DATA FOR PROCESSING:
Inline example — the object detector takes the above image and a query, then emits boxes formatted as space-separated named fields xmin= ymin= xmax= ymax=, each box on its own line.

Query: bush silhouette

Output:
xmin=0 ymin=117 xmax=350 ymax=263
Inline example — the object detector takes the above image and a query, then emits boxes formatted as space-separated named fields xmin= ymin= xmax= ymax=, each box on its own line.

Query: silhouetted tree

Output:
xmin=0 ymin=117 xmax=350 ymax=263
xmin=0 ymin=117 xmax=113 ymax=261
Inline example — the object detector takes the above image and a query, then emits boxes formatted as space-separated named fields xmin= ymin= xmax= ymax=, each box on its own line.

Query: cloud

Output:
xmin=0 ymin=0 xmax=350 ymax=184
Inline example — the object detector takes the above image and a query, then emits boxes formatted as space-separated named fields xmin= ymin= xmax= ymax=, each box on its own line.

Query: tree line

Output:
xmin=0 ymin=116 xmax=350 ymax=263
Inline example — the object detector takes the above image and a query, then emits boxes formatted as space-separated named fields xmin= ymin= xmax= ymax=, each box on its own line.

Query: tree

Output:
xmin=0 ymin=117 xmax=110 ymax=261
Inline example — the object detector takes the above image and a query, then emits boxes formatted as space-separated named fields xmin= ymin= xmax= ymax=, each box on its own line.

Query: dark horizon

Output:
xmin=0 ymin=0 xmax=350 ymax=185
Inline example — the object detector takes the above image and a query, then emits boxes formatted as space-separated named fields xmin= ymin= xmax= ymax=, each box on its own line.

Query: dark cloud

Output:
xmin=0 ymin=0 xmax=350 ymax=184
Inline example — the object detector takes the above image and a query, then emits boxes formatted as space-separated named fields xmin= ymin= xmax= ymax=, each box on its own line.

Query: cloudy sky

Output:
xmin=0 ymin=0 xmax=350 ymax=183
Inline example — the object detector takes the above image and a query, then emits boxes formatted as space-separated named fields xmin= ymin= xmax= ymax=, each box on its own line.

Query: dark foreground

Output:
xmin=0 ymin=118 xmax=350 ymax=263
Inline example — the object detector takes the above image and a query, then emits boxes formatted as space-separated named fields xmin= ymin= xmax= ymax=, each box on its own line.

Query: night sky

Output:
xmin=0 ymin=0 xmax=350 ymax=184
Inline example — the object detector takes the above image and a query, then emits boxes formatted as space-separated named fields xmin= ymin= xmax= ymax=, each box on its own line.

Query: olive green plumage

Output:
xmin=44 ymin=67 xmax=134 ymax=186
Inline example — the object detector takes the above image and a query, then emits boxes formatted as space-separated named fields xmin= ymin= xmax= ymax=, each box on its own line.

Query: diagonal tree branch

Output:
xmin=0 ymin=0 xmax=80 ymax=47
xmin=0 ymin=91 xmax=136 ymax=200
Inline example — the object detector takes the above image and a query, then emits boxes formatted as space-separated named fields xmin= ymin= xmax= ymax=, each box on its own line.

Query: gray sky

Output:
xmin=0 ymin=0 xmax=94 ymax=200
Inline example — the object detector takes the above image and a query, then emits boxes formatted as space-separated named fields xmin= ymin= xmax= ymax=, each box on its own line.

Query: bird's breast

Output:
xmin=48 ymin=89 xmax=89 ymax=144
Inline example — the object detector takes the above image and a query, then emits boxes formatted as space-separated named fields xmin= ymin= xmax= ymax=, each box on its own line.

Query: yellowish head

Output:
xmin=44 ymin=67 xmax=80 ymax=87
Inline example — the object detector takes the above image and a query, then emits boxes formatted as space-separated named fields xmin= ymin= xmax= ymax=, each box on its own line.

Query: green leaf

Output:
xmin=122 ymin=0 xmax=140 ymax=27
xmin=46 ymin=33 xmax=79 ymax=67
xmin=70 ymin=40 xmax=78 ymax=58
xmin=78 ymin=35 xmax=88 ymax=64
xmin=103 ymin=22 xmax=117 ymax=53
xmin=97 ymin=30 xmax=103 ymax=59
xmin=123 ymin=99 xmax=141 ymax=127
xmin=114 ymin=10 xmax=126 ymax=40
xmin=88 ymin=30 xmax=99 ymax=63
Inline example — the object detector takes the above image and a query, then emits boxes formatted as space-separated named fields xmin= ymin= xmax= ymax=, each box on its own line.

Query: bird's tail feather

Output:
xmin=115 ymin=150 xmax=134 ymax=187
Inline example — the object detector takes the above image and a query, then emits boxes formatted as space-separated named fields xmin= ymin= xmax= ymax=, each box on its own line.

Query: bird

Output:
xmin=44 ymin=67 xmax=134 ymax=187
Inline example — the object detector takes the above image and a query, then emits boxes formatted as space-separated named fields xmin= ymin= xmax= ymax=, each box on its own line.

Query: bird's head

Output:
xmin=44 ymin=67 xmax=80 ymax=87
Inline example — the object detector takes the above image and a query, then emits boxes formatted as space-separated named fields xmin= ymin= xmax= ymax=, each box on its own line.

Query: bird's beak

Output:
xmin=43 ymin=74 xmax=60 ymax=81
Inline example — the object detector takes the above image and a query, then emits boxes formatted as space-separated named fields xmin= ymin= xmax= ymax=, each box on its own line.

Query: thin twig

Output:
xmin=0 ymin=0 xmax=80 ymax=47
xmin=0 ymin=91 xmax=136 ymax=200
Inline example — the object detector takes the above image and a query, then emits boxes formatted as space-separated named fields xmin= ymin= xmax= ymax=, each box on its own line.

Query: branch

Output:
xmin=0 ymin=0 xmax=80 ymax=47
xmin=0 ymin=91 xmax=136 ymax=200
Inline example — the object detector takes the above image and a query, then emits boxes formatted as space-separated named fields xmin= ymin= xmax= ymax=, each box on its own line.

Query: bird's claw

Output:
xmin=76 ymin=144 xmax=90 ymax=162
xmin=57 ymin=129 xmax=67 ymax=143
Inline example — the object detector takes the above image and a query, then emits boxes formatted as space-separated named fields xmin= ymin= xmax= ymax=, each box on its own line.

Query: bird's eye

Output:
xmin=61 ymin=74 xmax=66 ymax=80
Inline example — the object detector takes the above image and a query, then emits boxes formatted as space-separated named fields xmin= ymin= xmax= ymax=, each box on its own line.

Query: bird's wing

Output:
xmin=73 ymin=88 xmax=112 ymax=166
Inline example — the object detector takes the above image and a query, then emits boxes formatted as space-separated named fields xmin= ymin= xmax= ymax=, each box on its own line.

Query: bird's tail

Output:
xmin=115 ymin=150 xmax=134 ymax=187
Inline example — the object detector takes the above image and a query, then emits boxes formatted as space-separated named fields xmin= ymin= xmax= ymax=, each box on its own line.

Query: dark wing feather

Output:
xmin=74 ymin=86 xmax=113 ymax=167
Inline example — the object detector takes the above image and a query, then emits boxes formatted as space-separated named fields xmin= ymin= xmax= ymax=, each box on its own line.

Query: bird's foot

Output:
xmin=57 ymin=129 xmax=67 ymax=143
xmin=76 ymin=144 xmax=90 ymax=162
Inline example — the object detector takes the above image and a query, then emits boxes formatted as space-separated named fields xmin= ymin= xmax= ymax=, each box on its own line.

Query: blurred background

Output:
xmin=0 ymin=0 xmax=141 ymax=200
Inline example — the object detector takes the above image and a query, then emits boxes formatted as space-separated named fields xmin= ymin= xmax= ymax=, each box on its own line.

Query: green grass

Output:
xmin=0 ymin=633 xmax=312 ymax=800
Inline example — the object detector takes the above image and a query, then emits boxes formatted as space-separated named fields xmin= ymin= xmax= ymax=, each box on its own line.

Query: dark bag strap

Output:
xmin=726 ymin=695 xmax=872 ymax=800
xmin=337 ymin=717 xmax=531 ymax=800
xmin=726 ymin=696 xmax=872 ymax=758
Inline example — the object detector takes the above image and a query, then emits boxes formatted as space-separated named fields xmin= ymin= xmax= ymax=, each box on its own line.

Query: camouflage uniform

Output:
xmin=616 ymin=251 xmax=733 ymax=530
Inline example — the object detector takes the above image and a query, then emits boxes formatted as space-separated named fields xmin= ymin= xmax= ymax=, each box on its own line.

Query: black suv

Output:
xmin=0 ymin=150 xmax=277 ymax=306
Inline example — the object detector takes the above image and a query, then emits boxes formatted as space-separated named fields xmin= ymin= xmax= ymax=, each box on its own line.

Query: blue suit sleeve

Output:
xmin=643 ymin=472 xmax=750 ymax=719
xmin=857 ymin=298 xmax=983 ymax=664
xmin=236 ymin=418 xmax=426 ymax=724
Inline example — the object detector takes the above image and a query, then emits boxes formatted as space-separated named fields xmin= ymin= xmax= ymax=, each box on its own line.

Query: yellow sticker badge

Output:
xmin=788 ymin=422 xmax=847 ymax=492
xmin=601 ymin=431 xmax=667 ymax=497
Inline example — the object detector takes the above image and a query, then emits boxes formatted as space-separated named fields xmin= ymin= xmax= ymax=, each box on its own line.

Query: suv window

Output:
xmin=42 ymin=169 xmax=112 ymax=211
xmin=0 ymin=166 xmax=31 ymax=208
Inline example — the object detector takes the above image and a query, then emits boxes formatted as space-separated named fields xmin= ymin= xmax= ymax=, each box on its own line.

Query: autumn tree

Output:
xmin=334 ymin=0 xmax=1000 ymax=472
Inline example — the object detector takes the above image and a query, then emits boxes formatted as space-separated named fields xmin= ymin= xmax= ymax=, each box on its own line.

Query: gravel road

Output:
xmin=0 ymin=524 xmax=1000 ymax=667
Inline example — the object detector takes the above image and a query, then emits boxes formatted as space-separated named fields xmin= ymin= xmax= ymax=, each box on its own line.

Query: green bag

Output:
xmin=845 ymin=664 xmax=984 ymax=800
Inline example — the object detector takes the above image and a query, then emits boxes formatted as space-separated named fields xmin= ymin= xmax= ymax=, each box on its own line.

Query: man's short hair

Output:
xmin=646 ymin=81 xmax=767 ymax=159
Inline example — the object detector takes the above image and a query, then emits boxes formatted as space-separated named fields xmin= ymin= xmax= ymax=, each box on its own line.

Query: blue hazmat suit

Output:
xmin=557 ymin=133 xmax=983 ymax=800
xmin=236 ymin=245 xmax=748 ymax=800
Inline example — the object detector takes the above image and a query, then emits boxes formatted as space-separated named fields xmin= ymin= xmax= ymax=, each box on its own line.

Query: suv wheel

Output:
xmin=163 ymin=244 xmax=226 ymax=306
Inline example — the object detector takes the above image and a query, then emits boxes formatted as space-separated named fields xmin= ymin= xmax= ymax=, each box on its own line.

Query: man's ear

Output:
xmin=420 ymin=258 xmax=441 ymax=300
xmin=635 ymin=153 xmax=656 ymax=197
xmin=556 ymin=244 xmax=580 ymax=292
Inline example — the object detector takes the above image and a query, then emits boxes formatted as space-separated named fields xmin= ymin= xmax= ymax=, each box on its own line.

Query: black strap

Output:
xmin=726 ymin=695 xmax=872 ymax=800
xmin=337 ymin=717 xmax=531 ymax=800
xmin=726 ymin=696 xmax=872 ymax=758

TASK TO CARRY OUT:
Reproduce the listing from its first line through the line holding "xmin=0 ymin=117 xmax=113 ymax=261", inclusive, keeping the requests and scaling every bounding box coordinate in the answers by 2.2. Round each scaled coordinate to a whole number, with halves rounded up.

COMPLETED TASK:
Inline example — the object detector takes the above image and a query, then emits boxes formatted as space-separated named fields xmin= ymin= xmax= ymax=, each box on its own line.

Query: bush silhouette

Output:
xmin=0 ymin=257 xmax=770 ymax=579
Inline example — the object detector takes the above image and a query, then emits boxes formatted as space-separated named fields xmin= ymin= xmax= ymax=, each box on its own line.

Query: silhouetted tree

Output:
xmin=0 ymin=257 xmax=770 ymax=579
xmin=0 ymin=257 xmax=249 ymax=574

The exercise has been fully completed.